# WORK ORDER
The answer must consist solely of the lines from the one with "Give one point for each instance of the illuminated" through the last line of the data, copied exactly, with no pictures.

Image-grounded pointing data
···
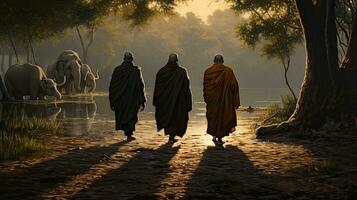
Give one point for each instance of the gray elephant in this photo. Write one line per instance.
(30, 80)
(88, 79)
(78, 117)
(68, 65)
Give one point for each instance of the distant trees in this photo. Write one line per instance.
(273, 27)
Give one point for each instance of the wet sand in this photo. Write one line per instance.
(100, 164)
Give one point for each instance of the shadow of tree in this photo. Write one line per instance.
(227, 173)
(339, 147)
(143, 173)
(42, 177)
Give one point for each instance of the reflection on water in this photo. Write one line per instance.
(83, 115)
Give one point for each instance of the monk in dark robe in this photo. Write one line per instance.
(127, 95)
(221, 94)
(172, 99)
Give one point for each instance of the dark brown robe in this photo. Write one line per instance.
(172, 99)
(221, 94)
(126, 95)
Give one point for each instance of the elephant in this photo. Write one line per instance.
(67, 65)
(88, 79)
(29, 110)
(30, 80)
(78, 117)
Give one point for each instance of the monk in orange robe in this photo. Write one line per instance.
(221, 94)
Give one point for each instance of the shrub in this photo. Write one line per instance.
(18, 136)
(278, 113)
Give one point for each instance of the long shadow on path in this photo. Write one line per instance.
(139, 178)
(30, 183)
(227, 173)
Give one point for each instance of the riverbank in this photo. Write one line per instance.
(105, 166)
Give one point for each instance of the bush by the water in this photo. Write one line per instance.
(18, 136)
(278, 113)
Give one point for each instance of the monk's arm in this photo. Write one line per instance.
(111, 90)
(155, 90)
(142, 89)
(188, 93)
(204, 88)
(235, 89)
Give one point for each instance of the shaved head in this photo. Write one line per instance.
(218, 59)
(128, 57)
(173, 58)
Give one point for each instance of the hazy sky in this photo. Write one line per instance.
(202, 8)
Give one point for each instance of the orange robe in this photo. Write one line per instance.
(221, 94)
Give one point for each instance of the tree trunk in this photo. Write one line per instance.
(2, 62)
(286, 66)
(10, 59)
(28, 53)
(5, 95)
(323, 94)
(32, 50)
(13, 47)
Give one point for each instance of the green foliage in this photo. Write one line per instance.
(280, 113)
(274, 25)
(18, 136)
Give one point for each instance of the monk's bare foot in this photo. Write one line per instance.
(214, 139)
(172, 140)
(220, 141)
(130, 138)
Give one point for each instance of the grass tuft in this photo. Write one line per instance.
(278, 113)
(18, 136)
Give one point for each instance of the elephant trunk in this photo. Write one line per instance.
(58, 95)
(93, 86)
(77, 81)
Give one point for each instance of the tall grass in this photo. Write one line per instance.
(278, 113)
(18, 136)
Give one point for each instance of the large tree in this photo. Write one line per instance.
(273, 27)
(328, 90)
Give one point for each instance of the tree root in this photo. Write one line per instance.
(277, 128)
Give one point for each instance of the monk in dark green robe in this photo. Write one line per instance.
(221, 94)
(127, 95)
(172, 99)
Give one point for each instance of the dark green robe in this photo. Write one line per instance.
(126, 94)
(172, 99)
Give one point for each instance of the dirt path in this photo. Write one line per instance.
(148, 168)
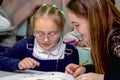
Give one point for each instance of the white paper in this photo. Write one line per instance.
(38, 75)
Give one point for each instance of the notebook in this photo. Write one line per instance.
(38, 75)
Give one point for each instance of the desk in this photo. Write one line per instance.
(4, 73)
(35, 75)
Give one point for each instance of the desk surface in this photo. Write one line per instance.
(4, 73)
(6, 30)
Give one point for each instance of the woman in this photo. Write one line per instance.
(104, 37)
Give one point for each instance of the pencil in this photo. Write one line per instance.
(80, 65)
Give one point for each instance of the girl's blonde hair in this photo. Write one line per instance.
(51, 13)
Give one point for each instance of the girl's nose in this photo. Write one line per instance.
(46, 38)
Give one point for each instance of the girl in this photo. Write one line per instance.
(45, 51)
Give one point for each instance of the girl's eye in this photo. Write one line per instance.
(40, 34)
(77, 25)
(52, 34)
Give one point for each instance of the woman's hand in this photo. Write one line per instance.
(70, 70)
(28, 63)
(90, 76)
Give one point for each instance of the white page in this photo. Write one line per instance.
(38, 75)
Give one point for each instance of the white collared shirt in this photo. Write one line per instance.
(55, 53)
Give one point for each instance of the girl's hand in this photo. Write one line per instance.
(90, 76)
(70, 70)
(28, 63)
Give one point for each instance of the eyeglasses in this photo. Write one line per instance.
(51, 35)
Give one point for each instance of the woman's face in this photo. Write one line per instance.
(81, 25)
(46, 33)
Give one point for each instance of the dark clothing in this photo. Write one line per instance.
(24, 48)
(114, 52)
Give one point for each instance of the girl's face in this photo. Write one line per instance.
(81, 25)
(47, 33)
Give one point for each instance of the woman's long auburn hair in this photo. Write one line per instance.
(102, 14)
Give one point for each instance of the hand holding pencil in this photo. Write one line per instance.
(75, 69)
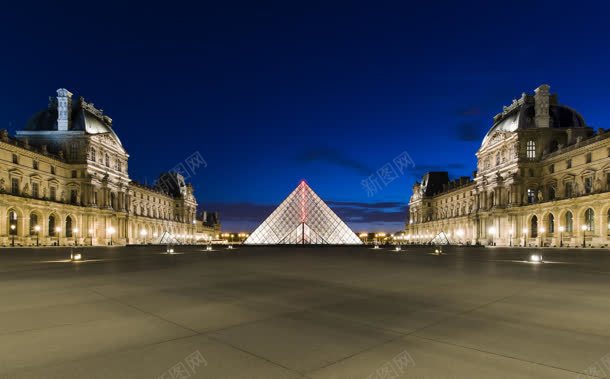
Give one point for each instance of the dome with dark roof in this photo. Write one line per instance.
(83, 117)
(521, 114)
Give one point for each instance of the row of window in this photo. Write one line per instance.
(568, 223)
(105, 159)
(35, 191)
(53, 228)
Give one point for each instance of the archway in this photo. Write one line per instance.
(69, 230)
(534, 227)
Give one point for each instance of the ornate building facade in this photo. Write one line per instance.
(543, 179)
(64, 180)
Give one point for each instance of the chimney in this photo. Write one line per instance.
(541, 99)
(64, 105)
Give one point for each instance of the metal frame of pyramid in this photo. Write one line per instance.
(303, 218)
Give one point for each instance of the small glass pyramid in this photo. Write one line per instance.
(303, 218)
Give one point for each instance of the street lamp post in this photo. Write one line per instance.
(110, 231)
(75, 231)
(58, 231)
(37, 230)
(492, 232)
(144, 233)
(13, 227)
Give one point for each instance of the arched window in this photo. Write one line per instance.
(33, 223)
(569, 222)
(590, 219)
(12, 223)
(534, 227)
(531, 149)
(68, 226)
(51, 226)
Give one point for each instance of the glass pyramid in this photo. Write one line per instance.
(303, 218)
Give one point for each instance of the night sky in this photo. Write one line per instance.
(270, 93)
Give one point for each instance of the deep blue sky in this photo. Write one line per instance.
(273, 92)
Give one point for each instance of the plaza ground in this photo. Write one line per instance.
(314, 312)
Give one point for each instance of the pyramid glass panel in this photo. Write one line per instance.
(303, 218)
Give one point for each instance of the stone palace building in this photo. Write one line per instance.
(543, 179)
(64, 180)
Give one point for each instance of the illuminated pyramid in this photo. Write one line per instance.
(303, 218)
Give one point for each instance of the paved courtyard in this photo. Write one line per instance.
(277, 312)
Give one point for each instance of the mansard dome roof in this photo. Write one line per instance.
(83, 117)
(521, 115)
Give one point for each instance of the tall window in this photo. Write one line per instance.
(590, 219)
(551, 192)
(12, 223)
(569, 189)
(33, 223)
(35, 190)
(15, 186)
(588, 184)
(68, 226)
(73, 152)
(569, 221)
(531, 149)
(534, 227)
(531, 196)
(551, 223)
(51, 225)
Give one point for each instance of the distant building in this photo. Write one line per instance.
(543, 178)
(64, 180)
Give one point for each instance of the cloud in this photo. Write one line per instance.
(334, 157)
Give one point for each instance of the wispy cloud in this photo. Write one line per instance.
(334, 157)
(247, 216)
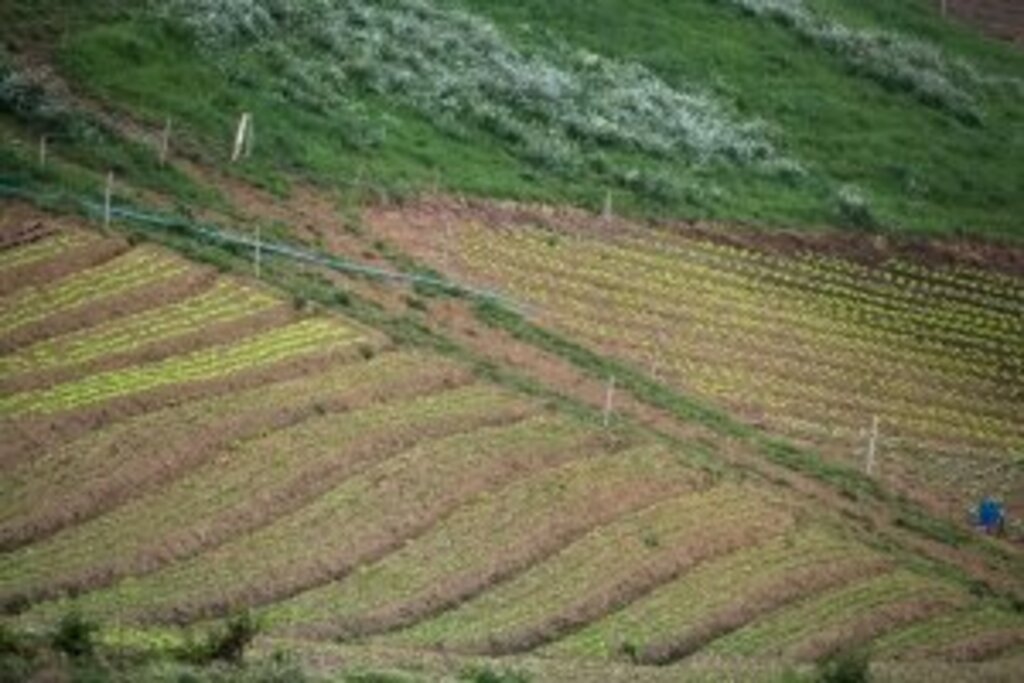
···
# THE ANSWER
Give one point for each instance of the illuminated pyramid in this photo. Write one line per instance.
(303, 218)
Give one point for each instance of the paved courtyard in this photo. Write one line per instance.
(277, 312)
Give one point for each instance of the mansard dome roof in this photo. Write one line per instance.
(83, 117)
(521, 115)
Give one point for each instance of the tall window in this photo. Write one line per instance.
(590, 219)
(551, 192)
(12, 223)
(569, 189)
(33, 223)
(35, 190)
(15, 186)
(588, 184)
(68, 226)
(73, 152)
(569, 221)
(531, 149)
(534, 227)
(531, 196)
(551, 223)
(51, 225)
Give one point for each instance of the distant building in this photo. Write one line per instance.
(543, 178)
(64, 180)
Give one point for each instance of the cloud in this photo. Write one line per instance.
(334, 157)
Give one point for each instance of the wispy cloud in this photo. Write one line per instance.
(334, 157)
(247, 216)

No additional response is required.